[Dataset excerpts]
===============
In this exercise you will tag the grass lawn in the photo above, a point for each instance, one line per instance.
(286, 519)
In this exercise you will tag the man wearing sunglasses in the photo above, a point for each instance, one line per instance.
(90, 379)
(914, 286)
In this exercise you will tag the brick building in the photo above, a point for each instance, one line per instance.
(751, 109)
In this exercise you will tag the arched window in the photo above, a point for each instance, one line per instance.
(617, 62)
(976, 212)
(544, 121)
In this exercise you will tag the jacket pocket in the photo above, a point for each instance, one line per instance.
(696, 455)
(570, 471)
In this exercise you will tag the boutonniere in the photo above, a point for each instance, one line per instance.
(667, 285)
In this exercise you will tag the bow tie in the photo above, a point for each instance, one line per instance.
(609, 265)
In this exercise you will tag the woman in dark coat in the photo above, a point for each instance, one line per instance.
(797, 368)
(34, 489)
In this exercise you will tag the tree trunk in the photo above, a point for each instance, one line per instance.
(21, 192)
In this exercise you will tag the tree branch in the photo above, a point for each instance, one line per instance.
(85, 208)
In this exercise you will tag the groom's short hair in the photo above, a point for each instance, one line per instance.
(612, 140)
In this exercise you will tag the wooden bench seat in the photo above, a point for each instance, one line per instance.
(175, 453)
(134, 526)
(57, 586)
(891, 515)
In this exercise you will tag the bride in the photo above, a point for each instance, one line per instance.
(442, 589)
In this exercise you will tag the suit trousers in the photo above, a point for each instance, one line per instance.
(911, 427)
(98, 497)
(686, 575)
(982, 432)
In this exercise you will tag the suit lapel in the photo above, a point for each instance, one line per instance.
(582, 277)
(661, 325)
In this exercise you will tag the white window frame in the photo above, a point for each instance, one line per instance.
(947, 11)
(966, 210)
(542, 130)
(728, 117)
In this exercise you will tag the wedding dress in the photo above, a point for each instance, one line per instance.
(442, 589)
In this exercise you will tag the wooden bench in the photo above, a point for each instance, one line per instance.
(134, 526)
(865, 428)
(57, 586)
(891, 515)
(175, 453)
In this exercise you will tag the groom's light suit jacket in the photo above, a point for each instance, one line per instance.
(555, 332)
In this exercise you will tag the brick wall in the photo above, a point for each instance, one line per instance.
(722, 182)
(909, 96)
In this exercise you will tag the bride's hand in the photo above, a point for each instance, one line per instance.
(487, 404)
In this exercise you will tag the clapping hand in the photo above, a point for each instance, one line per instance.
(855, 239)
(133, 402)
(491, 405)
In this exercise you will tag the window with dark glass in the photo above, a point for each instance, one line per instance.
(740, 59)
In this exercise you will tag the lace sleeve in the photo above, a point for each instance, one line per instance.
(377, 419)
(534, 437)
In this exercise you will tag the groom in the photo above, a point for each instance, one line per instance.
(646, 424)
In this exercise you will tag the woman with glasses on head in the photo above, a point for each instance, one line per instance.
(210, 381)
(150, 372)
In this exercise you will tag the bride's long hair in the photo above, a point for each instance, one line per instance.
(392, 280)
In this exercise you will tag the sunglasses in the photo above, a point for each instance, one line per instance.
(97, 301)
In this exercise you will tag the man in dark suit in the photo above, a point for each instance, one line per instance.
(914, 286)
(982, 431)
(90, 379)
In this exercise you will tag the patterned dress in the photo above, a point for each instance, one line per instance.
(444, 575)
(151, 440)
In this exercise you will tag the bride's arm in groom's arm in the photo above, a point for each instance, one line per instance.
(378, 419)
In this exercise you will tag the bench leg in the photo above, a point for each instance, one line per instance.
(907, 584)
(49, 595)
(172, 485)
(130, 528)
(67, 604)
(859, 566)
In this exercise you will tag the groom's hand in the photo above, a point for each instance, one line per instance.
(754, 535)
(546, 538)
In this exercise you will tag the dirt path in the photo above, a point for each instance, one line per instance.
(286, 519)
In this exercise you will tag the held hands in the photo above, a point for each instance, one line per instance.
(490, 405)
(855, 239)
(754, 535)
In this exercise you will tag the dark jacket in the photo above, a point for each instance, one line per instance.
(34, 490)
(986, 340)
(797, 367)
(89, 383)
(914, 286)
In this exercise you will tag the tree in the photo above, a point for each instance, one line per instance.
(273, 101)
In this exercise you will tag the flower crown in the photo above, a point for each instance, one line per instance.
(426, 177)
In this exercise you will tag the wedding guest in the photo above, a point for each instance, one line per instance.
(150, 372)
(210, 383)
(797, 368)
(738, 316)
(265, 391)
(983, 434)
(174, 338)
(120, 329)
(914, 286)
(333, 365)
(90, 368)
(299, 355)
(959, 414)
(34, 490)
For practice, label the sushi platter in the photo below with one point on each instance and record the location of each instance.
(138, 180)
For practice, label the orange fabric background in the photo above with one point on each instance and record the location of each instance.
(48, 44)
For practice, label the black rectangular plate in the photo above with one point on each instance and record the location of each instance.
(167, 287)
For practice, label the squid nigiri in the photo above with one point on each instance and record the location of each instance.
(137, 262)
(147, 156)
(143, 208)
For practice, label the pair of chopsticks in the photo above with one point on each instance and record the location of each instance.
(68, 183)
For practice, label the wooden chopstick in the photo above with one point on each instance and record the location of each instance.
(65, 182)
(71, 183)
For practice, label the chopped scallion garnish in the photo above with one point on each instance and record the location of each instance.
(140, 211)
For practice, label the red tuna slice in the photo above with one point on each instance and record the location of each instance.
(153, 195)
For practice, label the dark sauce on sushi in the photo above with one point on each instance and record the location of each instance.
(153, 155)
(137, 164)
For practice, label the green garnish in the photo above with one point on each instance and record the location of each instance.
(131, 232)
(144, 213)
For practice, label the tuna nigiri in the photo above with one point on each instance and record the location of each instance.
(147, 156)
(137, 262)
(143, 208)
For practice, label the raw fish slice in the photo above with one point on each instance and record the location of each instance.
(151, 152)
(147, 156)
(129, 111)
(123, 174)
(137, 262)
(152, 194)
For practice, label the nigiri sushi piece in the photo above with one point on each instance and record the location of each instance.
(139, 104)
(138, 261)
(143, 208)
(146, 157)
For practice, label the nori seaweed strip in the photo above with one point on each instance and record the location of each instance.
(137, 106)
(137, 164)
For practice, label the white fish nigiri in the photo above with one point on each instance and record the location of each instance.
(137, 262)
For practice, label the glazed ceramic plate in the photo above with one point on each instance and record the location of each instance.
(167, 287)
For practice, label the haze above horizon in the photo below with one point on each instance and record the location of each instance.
===============
• What to work on
Copy every entry exactly.

• Reply to the exercise
In this exercise you will tag the grass lawn in the photo above, a point for each instance, one line per instance.
(286, 519)
In this exercise you will tag the man wearing sunglasses in the photo above, a point for each instance, one line per instance.
(90, 379)
(914, 286)
In this exercise you will tag the brick building in the photo above, a point for each instance, one line per instance.
(751, 109)
In this exercise you will tag the arched window in the photo above, a point for each instance, one line per instance.
(617, 62)
(976, 212)
(544, 121)
In this exercise you will tag the jacket pocket in the photo above, a point for each instance, one line per instance.
(696, 455)
(570, 471)
In this exercise you will tag the boutonniere in the photo above, a point for each instance, one line per instance.
(667, 285)
In this exercise you will tag the bow tie in the photo above, a point for each instance, one line per instance.
(609, 265)
In this exercise you will tag the woman in dark coat in the photo above, a point for each instance, one line per instance.
(797, 368)
(34, 489)
In this exercise you will tag the tree trunk in the photo above, a point for each instance, one line per instance.
(21, 192)
In this exercise you will tag the tree branch in the photo above, a point for each instance, one line per instance.
(85, 208)
In this exercise you will tag the groom's short hair in the photo above, a point for each instance, one line per instance.
(612, 140)
In this exercise you will tag the wooden bench seat in the photo above, a point for each instance, one line per instance.
(175, 453)
(134, 526)
(57, 586)
(891, 515)
In this exercise you will tag the bride in the photo above, a point for each instance, one line per instance.
(442, 589)
In this exercise you will tag the suit trousers in the photo above, a point for each instance, one line per instance.
(911, 427)
(98, 497)
(686, 575)
(982, 432)
In this exercise you will tag the suit lapel in the photo above, a point for each instance, one line per instance.
(582, 277)
(661, 325)
In this exercise you will tag the white window frame in the photo above, a point for each instance, one line per instance.
(947, 11)
(966, 210)
(542, 130)
(728, 117)
In this exercise you will tag the wedding dress in the photo above, a point for each instance, one line per instance.
(442, 589)
In this exercise you will tag the wooden bench in the photo above, a point for each instance, one line per instance.
(134, 526)
(865, 428)
(57, 586)
(891, 515)
(175, 453)
In this exercise you will tag the groom's light suit jacket in the photo above, a point for each instance, one line per instance.
(555, 332)
In this exercise you will tag the brick wall in the photo above, a point for each instance, one line per instance.
(722, 182)
(909, 96)
In this exercise you will tag the bride's hand in the photo above, a point for each instance, one line per instance.
(487, 404)
In this exercise you will tag the clapping hand in the photo above, a point for each instance, one line per instance.
(855, 239)
(133, 402)
(491, 405)
In this exercise you will tag the window with dark glass in the photo above, a point for each instance, one line per instance.
(740, 59)
In this exercise you will tag the lace sleeve in the photo above, a point for each instance, one line per instance.
(377, 419)
(534, 437)
In this exercise you will tag the groom in the photo above, a point for each instance, one line per instance.
(646, 424)
In this exercise you will tag the woman with glasses on head in the photo above, a point for each instance, one line per instance.
(210, 381)
(150, 372)
In this exercise you will tag the bride's long hair in the photo above, a point for each instance, one line per instance.
(392, 280)
In this exercise you will tag the sunglasses in the photo above, a point for each instance, one line per instance.
(97, 301)
In this exercise you will tag the man in dark suit in the photo above, a point for each instance, one line per instance.
(914, 286)
(982, 431)
(90, 379)
In this exercise you will tag the patterned dress in the photo above, a point for each instance, one line per instance.
(444, 575)
(151, 440)
In this exercise you will tag the bride's arm in groom's arm in the photo above, a point for each instance, one line per instance.
(378, 419)
In this exercise you will tag the bench leg in the photo above, a point for each instance, one line per instance.
(907, 584)
(49, 595)
(172, 485)
(130, 528)
(67, 604)
(859, 566)
In this exercise you will tag the groom's hand in the photo above, a point for each instance, one line per instance.
(754, 535)
(546, 538)
In this exercise you will tag the dirt path in the photo above, a point for each instance, one line per instance.
(286, 519)
In this exercise you will tag the held hands in the photo above, a point for each instance, one line per instance.
(490, 405)
(855, 239)
(754, 535)
In this exercise you will tag the dark jacket in the photo above, a point for each instance, one line per instance.
(34, 490)
(986, 340)
(797, 367)
(89, 383)
(914, 286)
In this exercise you will tag the tree in the photo above, a point for each instance, one line per instance.
(273, 101)
In this exercise you will tag the flower crown in the photo above, a point for each instance, one line per instance.
(426, 177)
In this exercise you will tag the wedding guest in the photo above, a point for each instance, one line per instance.
(150, 372)
(210, 383)
(797, 368)
(738, 316)
(265, 391)
(983, 434)
(174, 338)
(120, 329)
(914, 286)
(333, 365)
(90, 368)
(299, 355)
(959, 414)
(34, 490)
For practice, label the sushi platter in the photo below with one point on each instance and record the location of each instance.
(138, 180)
For practice, label the orange fabric background in the photo above with one point on each instance and record the location of each instance.
(48, 44)
For practice, label the black rectangular plate in the photo above with one point on each instance and record the location of each instance.
(167, 287)
For practice, label the squid nigiri in the photo above with one point on each instance and record the location of each instance.
(137, 262)
(147, 156)
(143, 208)
For practice, label the pair of chopsticks in the photo above with one point on each instance and record the location of each instance.
(68, 183)
For practice, label the wooden chopstick in the photo above with one point on each instance and record the location of each instance.
(65, 182)
(71, 183)
For practice, label the chopped scallion garnish in the photo above with one point on each instance and record the location of each instance.
(140, 211)
For practice, label the red tuna slice in the photo above with one point on each instance and record the location of each instance.
(153, 195)
For practice, label the dark sauce on sushi in the photo above with one point on each instance and record the location of each instance.
(153, 155)
(137, 164)
For practice, label the green garnish in the photo above with one point on each instance and record the location of each instance.
(131, 232)
(144, 213)
For practice, label the tuna nigiri in the photo above with one point on each instance and record the location of each instance.
(147, 156)
(137, 262)
(143, 208)
For practice, label the raw fish slice in the photo above with one point on each instance and record the location of each instance.
(151, 152)
(147, 156)
(129, 111)
(123, 174)
(137, 262)
(152, 194)
For practice, label the nigiri sushi piece in the photo above with one point on each instance and record the location of each instance.
(139, 104)
(138, 261)
(143, 208)
(146, 157)
For practice, label the nori seaweed strip in the photo above with one point on each instance and record the location of each instance.
(137, 106)
(137, 164)
For practice, label the white fish nigiri in the photo above with one point on each instance and record the location of each instance.
(137, 262)
For practice, label the glazed ceramic plate in the photo above with one point on each instance and record the location of each instance.
(167, 287)
For practice, label the haze above horizon in the photo below with one point on each instance and record the location of each instance.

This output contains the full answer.